§ Extract
□ □ □

The Short Version

This is the seventh free utility in the Tynkr Tools kit and the first one in the baking sub-track alongside the Pan Swap Calculator. It calculates dough ingredients using professional baker's percentages — flour locked at 100%, everything else as a percentage of that flour mass. Two calculation modes (target total dough weight or target flour mass), eleven flour types across four chemical-classification groups, six traditional baking presets (Neapolitan, sourdough, baguette, ciabatta, Tokyo ramen, soba), and four specialized state-management protocols that handle the edge cases generic dough calculators miss — flour-specific absorbency limits, unleavened noodle logic, kansui rebranding for ramen, and an egg conversion matrix for fresh pasta.

I Built This Tool Without Ever Baking My Own Bread

In twenty-five years of cooking, I have never baked my own bread. I have never made my own noodles from scratch. I have never rolled fresh pasta. I cook every night. I have strong opinions about phở and rice and broth and steak doneness and what to keep in a pantry. Bread and noodles I buy.

So this is the first post in the Projects section where I'm not going to pretend to be the expert. The Dough Hydration Calculator exists because the math problem was interesting, not because I needed it myself. I built it for the home bakers who have asked me, over the years, why their pizza dough never matches the recipe and why their bread loaves come out denser than the ones at the bakery. The answer is almost always the same: they're measuring in cups and the recipe was calibrated in grams, or they're using a flour with different absorbency than the recipe assumed, or they're scaling without understanding how baker's percentages actually work.

The tool fixes all three of those problems. The reason it exists is that home bakers shouldn't have to fight the math on top of fighting the dough. The math should be handled, in the browser, in zero seconds, with the right warnings firing when the inputs would produce a structural failure. That's the entire premise.

Why Baker's Percentages Are the Right Framework

In professional baking — actual bakeries, actual pizzerias, actual ramen shops — recipes don't get written in cups and tablespoons. They get written in baker's percentages: the flour is always 100%, and every other ingredient is calculated as a percentage of that flour mass. Water might be 65%, salt 2%, yeast 1%, and so on. A recipe written this way scales infinitely — you can make a 500-gram batch or a 50-kilogram batch using the same percentages, and the dough behaves the same way.

□ □ □

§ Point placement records
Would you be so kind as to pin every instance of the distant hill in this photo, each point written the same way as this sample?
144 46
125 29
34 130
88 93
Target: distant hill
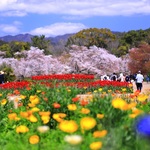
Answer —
27 38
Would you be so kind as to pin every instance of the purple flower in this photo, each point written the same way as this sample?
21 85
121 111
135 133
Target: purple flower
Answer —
143 126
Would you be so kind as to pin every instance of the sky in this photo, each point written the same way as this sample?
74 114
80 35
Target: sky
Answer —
58 17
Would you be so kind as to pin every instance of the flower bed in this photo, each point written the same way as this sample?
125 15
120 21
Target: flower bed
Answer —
54 117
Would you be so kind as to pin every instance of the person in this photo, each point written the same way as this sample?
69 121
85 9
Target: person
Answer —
113 77
121 78
1 77
147 78
139 81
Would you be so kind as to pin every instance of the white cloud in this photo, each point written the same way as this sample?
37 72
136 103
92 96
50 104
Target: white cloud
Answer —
77 7
13 13
10 28
58 29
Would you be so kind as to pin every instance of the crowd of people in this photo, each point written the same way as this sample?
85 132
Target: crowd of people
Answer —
2 79
119 77
138 78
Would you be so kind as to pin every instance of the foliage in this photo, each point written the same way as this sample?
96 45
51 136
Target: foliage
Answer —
139 59
48 118
78 60
8 72
42 43
11 48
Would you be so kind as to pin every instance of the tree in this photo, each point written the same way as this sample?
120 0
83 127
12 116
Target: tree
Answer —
42 43
140 59
92 36
134 38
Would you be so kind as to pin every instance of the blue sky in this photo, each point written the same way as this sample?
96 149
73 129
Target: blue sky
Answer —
59 17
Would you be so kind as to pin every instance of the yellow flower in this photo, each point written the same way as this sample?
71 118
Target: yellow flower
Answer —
31 105
22 96
87 123
3 102
32 118
45 119
72 107
95 145
34 139
98 134
109 91
73 139
100 116
142 97
100 89
119 103
124 89
24 114
44 113
59 117
34 99
35 109
43 129
22 129
85 111
69 126
38 91
13 116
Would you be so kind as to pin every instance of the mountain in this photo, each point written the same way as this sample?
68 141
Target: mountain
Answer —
27 38
19 37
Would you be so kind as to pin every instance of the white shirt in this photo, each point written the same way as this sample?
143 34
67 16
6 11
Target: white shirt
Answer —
139 78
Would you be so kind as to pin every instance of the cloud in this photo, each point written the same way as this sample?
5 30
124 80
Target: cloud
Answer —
84 8
58 29
10 28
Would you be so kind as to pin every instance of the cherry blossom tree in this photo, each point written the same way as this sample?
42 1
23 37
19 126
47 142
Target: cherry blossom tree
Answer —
79 59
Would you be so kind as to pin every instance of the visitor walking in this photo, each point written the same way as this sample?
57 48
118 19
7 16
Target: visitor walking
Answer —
139 81
1 77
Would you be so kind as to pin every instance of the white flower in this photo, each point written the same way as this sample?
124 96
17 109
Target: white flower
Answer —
73 139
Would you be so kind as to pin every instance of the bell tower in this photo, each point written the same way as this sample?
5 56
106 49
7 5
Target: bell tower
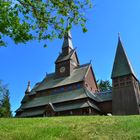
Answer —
125 91
67 59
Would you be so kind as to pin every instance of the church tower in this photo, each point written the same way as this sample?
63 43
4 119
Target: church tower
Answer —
67 59
125 91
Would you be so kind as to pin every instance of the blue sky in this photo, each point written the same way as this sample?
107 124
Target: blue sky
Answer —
23 62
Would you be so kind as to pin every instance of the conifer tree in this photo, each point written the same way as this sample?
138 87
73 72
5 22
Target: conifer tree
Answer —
5 107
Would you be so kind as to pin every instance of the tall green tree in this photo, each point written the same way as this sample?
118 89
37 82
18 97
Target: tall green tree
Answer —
104 85
5 107
24 20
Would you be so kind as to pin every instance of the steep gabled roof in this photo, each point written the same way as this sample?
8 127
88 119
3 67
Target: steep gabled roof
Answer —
50 81
122 65
65 96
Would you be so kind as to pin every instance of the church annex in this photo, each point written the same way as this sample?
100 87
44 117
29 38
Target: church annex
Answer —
72 88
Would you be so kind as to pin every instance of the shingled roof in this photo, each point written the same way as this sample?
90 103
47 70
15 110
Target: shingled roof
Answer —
67 96
50 81
122 65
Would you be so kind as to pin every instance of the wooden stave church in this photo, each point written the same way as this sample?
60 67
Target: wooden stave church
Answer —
72 89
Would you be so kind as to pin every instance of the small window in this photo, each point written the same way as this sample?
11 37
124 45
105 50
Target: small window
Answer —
78 85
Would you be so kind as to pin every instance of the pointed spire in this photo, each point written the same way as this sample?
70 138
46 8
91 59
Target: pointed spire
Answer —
28 88
122 65
67 40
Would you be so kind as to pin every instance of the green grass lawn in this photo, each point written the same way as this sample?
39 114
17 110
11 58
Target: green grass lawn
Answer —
71 128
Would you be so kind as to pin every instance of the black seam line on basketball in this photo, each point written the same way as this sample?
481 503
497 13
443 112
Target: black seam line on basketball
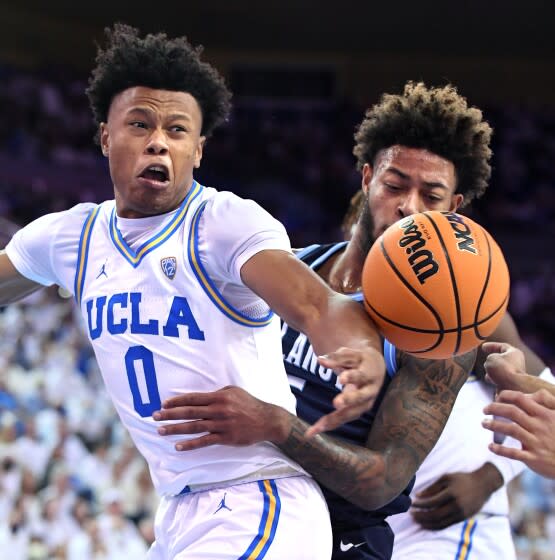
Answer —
439 331
484 287
453 282
407 285
415 293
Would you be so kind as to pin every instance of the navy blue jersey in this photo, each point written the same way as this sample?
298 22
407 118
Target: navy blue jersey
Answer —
315 387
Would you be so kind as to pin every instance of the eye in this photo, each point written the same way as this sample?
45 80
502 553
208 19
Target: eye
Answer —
393 187
178 128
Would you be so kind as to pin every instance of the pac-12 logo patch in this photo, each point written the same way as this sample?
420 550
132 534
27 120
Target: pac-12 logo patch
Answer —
169 266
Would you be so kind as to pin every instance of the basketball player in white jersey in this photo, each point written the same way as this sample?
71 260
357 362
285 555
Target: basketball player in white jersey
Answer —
424 149
177 284
527 402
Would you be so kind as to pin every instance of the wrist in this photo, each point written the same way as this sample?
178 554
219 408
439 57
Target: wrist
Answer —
491 478
280 424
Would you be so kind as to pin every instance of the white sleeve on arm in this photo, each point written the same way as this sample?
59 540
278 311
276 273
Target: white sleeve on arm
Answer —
45 250
233 230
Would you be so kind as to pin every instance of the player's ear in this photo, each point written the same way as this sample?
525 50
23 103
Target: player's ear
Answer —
198 151
456 202
367 173
104 142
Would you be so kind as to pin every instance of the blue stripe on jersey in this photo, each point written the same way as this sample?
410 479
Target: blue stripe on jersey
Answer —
465 544
304 251
83 254
135 258
390 358
268 522
331 251
209 287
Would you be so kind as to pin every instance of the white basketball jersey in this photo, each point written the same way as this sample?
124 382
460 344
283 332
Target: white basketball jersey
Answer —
160 327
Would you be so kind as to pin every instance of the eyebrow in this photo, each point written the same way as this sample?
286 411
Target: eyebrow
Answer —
430 184
148 112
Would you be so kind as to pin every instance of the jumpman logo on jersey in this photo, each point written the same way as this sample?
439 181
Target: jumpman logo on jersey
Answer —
222 505
102 270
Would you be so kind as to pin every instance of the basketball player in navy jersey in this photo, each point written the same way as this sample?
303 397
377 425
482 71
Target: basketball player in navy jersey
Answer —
422 150
176 283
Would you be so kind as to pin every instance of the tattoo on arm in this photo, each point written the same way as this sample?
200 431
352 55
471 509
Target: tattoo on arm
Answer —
409 421
352 471
414 411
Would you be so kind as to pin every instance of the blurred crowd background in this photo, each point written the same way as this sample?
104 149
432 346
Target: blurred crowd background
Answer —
71 484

□ □ □

§ Instruction 1
List the traditional baking presets named in the Dough Hydration Calculator text.
§ Instruction 2
Copy everything in the Dough Hydration Calculator text from "The tool fixes" down to "the entire premise.".
§ Instruction 3
Write the next part of the Dough Hydration Calculator text, picking up after its final sentence.

§ Task answer 1
Neapolitan, sourdough, baguette, ciabatta, Tokyo ramen, soba

§ Task answer 2
The tool fixes all three of those problems. The reason it exists is that home bakers shouldn't have to fight the math on top of fighting the dough. The math should be handled, in the browser, in zero seconds, with the right warnings firing when the inputs would produce a structural failure. That's the entire premise.

§ Task answer 3
The reason this matters is that cup measurements are unreliable at scale. A cup of flour from a freshly-opened bag and a cup of flour scooped from the bottom of a stale bag don't weigh the same thing. Humidity changes the density. Compaction during scooping changes the density. Two home bakers following the same recipe with the same flour can end up with substantially different doughs because their cups don't weigh the same. Baker's percentages bypass that entire problem by working from weight.

The calculator handles the math two ways depending on what you actually want to do.

Mode A — Target Total Dough Weight. You input the final dough weight you want (say, 36 ounces because you're making four 9-ounce pizza balls). The calculator solves the equation backwards: it sums all the recipe percentages into a global divisor, isolates the base flour weight, and then scales the other ingredients off that flour weight. The total always comes out exactly to your input. This is the mode most home bakers actually want, because they know how much dough their pan or recipe calls for; they don't necessarily know how much flour that requires.

Mode B — Target Flour Mass. You input a specific flour mass (say, 500 grams of specialty flour you have on hand). The calculator treats that flour weight as the 100% baseline and scales the water, salt, and yeast upward proportionally. This is the mode for "I have this much flour, what do I do with it" situations.

Both modes use the same underlying engine. The choice is just which variable is fixed.

The Four Protocols That Make This Different From Other Hydration Calculators

A basic baker's percentage calculator is not hard to build. The harder problem — and the more interesting one — is handling the edge cases that come from the fact that different flours and different dough types behave fundamentally differently. Most online hydration calculators ignore this completely. The Tynkr calculator handles it through four specific protocols.

The Absorbency Interceptor. Different flours absorb water at different rates because of their gluten structure, starch content, and processing. A standard absorbency range for Tipo 00 pizza flour is roughly 55% to 62% hydration; push past 62% and the dough gets unworkably sticky. All-Purpose flour handles 60% to 65% well; past that you start getting structural collapse during the rise. Gluten-Free baking blends are the opposite — they need high hydration (above 75%) because they have no gluten to absorb water through, and the starches alone require more moisture to fully hydrate. Below that and you get dry, crumbly, clay-like dough that cracks instead of stretching.

The calculator knows all of this. The moment you select a flour type, the absorbency interceptor recalibrates. If you set a hydration percentage outside the safe range for that flour, the tool fires an automated warning explaining exactly what will go wrong — excessive stickiness, structural collapse, dry crumbling. The warning doesn't stop you from trying; it just tells you what you're committing to. That's the right balance for a home baker who might be experimenting on purpose versus one who's about to ruin a batch by accident.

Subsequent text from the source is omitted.